• Required work
1) Please change "coffin" to "casket" in the text on Indonesia after Suharto, beginning at the words "People’s Daily coverage" and stopping after "Susilo Bambang Yudhoyono.", and give that stretch back with the swap made.
2) Carry the text on Indonesia after Suharto forward from its final sentence.

Indonesia After Suharto – The Last King of Java Forgiven (By Elites)
In his brilliant and hilarious short story – “Winding Road To Heaven” – Tongan writer Epeli Hau’ofa unwittingly described Indonesia: …”And not so long ago, when five very, very important men discovered that they had together helped themselves to half a million dollars of public money to which they had no right to help themselves, they prayed for God’s forgiveness, they forgave each other, and they neither had to resign from their very important jobs nor return any money to anyone.”
After Suharto’s death, the Western mainstream media rediscovered, occasionally critically or ironically, the zeal with which it and the Western powers had supported the Indonesian dictator throughout his killing sprees of 1965/66 and the twenty-four year occupation of East Timor that began in 1975. Interestingly, the Chinese media gave his rule a fairly accurate if low-key assessment. People’s Daily commented on January 29:
Tens of thousands of people lined the roads in Jakarta and around Solo in Central Java, hoping to catch a last glimpse of the man who came from a humble background but ruled his subjects like a Javanese king. The body was flown from the capital to Solo, then driven to the family mausoleum at Giribangun, 35 km northeast of the city, close to the burial grounds of Solo's kings.”
People’s Daily coverage continued with the further laconic paragraphs:
“’Father is only human, who has weaknesses and strengths and is not exempted from mistakes. If he has done good, may Allah multiply the goodness. If he has made mistakes, may Allah forgive,’ Suharto's eldest daughter, Siti Hadijanti Rukmana, also known as Tutut, said at the funeral.
‘Ladies and gentlemen, if father has made any mistakes, please forgive him. Farewell father,’ she said, tears running down her face."
Suharto's coffin was lowered into his grave, next to that of his wife, who died in 1996, and one salvo was fired at the funeral ceremony, led by President Susilo Bambang Yudhoyono.
Suharto’s steps immortalized
‘I on behalf of the nation and the Indonesian military, surrender the body and soul of Haji Muhammad Suharto to the soil of the motherland,’ said Yudhoyono.”
With this, Haji General and President of Indonesia Susilo Bambang Yudhoyono forgave Haji General and former President of Indonesia Mohammed Suharto, on behalf of the Indonesian nation. It seems that the former dictator had been forgiven by many – by former leaders of Malaysia, Singapore and Brunei, by the entire top military brass of Indonesia, by the business elites, by the leaders of the political parties that are all staunchly pro-business (except Papernas, which did not “forgive him”), by the religious clergy (after all, he did kill hundreds of thousands of “atheists”, and NU as well as other religious movements gave him a helping hand during the massacres), by Western governments that supported him from the beginning, and, of course, by his entire outrageously corrupt family. It also seems that he had been forgiven by most of the mass media at home, in most ASEAN countries, in the United States, Europe and Australia.
Like any good king, he left behind no strife that might engender independent thought, no real opposition and no alternative interpretation of his reign. Dirt-poor Indonesians lined up to catch a glimpse of his hearse in Jakarta and in Solo. There were no mass demonstrations and no demands to return the billions stolen from the desperate nation.

• Information supplied

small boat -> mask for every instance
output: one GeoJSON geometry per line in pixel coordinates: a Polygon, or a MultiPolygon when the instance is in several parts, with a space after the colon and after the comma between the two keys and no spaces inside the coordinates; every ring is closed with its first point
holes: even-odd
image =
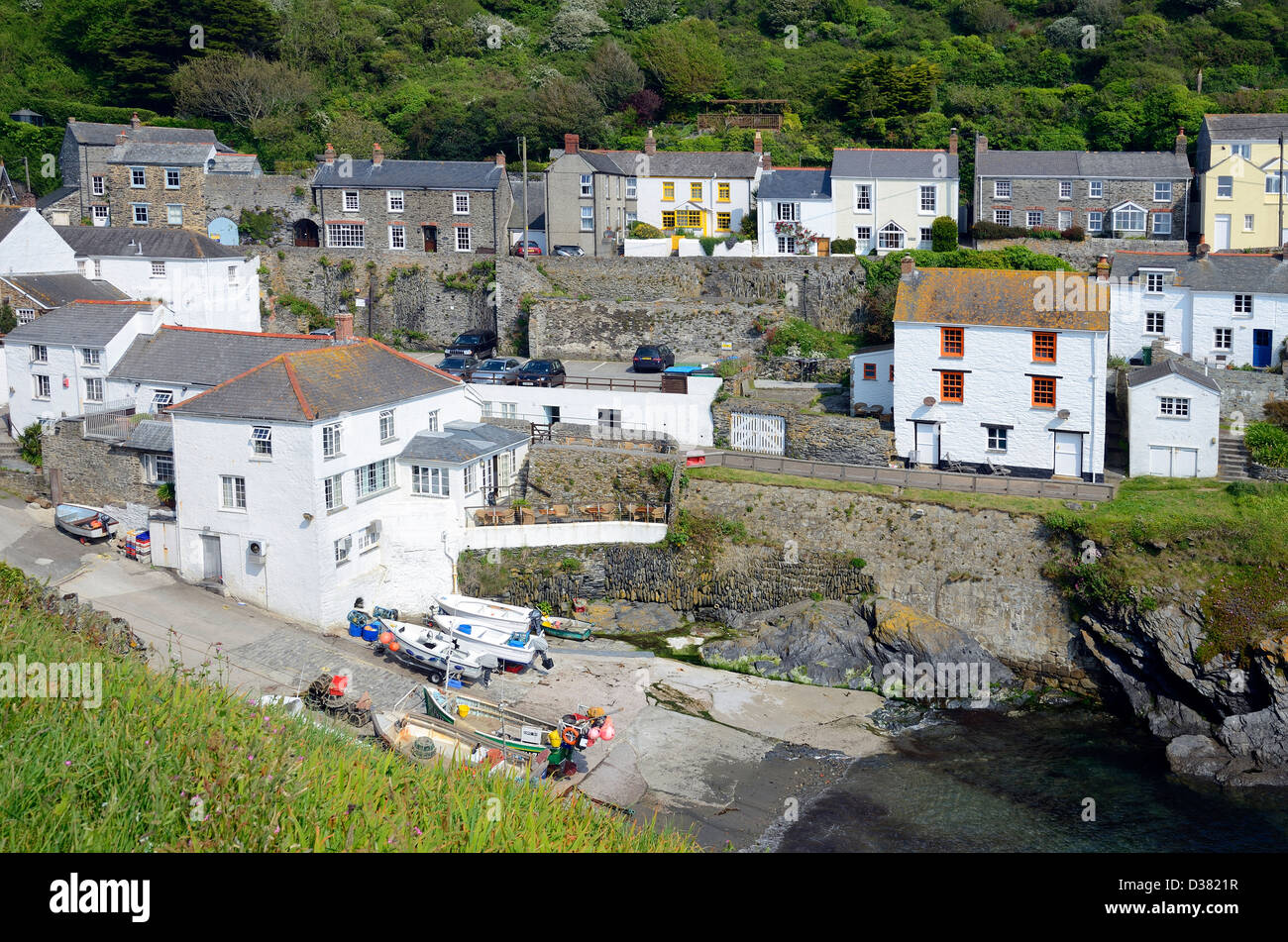
{"type": "Polygon", "coordinates": [[[81,507],[75,503],[61,503],[54,508],[54,524],[59,530],[88,539],[102,539],[116,534],[120,521],[98,507],[81,507]]]}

• Task-by-task outputs
1)
People’s Daily coverage continued with the further laconic paragraphs:
“’Father is only human, who has weaknesses and strengths and is not exempted from mistakes. If he has done good, may Allah multiply the goodness. If he has made mistakes, may Allah forgive,’ Suharto's eldest daughter, Siti Hadijanti Rukmana, also known as Tutut, said at the funeral.
‘Ladies and gentlemen, if father has made any mistakes, please forgive him. Farewell father,’ she said, tears running down her face."
Suharto's casket was lowered into his grave, next to that of his wife, who died in 1996, and one salvo was fired at the funeral ceremony, led by President Susilo Bambang Yudhoyono.

2)
Although most Indonesians had heard about the massive corruption involving Suharto and his family, they had also been told that during his reign the economy had done much better than before he grabbed power and after he was forced to step down.
Although some know that massacres occurred in 1965/66, the taboo on public mention of the massacres remains strong. The nation was forced-fed propaganda about a communist coup and about the army that saved the nation. Hatred directed towards leftists, atheists and people of Chinese origin became the main pillar of Suharto’s governance. And there is no general awareness about the genocide in East Timor or the massacres in Papua. Even, especially, the upper middle class and elites that have full access to foreign media continue to downplay reports on the subject of Javanese colonialism.
But let us return to the success story of the Indonesian economy, to “the miracle” that helped this once poor nation to embrace market forces and uplift tens of millions from misery. After all, without Suharto, “Indonesia would not be as wealthy” as it is now, as Professor Michael Hitchcock of London Metropolitan University explained on BBC World.
Press image of the new Jakarta
What is significant is that the great majority of Indonesians do not even realize that they and the nation remain desperately poor. In Indonesia only elites travel abroad and they have little to complain about, with an underpaid and obedient labor-force of nannies, maids, drivers, gardeners and cooks serving them upon their return home.
The Indonesian government and media claim that “only” 17% of citizens live below the poverty line. But their calculation defies even the inadequate international poverty norm. In Indonesia the poor are those whose monthly income is below 17 dollars while the international criterion for extreme poverty is those who live on less than 1 dollar a day, and for poverty it is 2 dollars a day. In 2006 the Central Statistics Agency (BPS) set the poverty line at Rp 152,847 (below 17 dollars) per person per month, which, by official calculation, gives a poverty rate of 17.8 percent equal to 39.1 million of the 220 million population. Unmentioned is the fact that over 49% of Indonesians are surviving on less than 2 dollars a day (according to the World Bank) and are, therefore, poor by international standards. Many local and international experts believe that in fact the great majority of Indonesians are poor or extremely poor.
Jakarta street scene
Indonesian economic “success” had its bases in massive privatization, above all of the nation’s rich natural resources. Suharto opened the doors to multi-national mining and oil interests, taking substantial cuts for himself from every lucrative deal, amassing in the process what the UN and the World Bank believe to have been over 35 billion dollars. His decisive hatred towards the Communist Party (PKI), trade unions, intellectuals and progressive forces generally, guaranteed crucial support from the US, which supplied him with a list of alleged members of PKI 1965/66, as revealed in declassified US government documents.
The terrorizing and plundering of Aceh, Papua and East Timor were not opposed by major western powers, whose companies had access to Indonesia’s natural resources. Independence, after all, could bring the potential danger that mining and oil and gas contracts would have to be re-negotiated with the new states.
Acehnese showing how he was tortured in water by the Indonesian military
Instead of developing an educated, research- and production-oriented nation, Suharto turned Indonesia into a supplier of raw materials and an assembly line for multi-national companies. After 1965/66, as much as 40 percent of teachers in some parts of the country were massacred; many others were imprisoned, leaving the Army to substitute in the classroom. Quality of education nose-dived and to date it remains one of the poorest and most under-funded school systems in Asia and the world.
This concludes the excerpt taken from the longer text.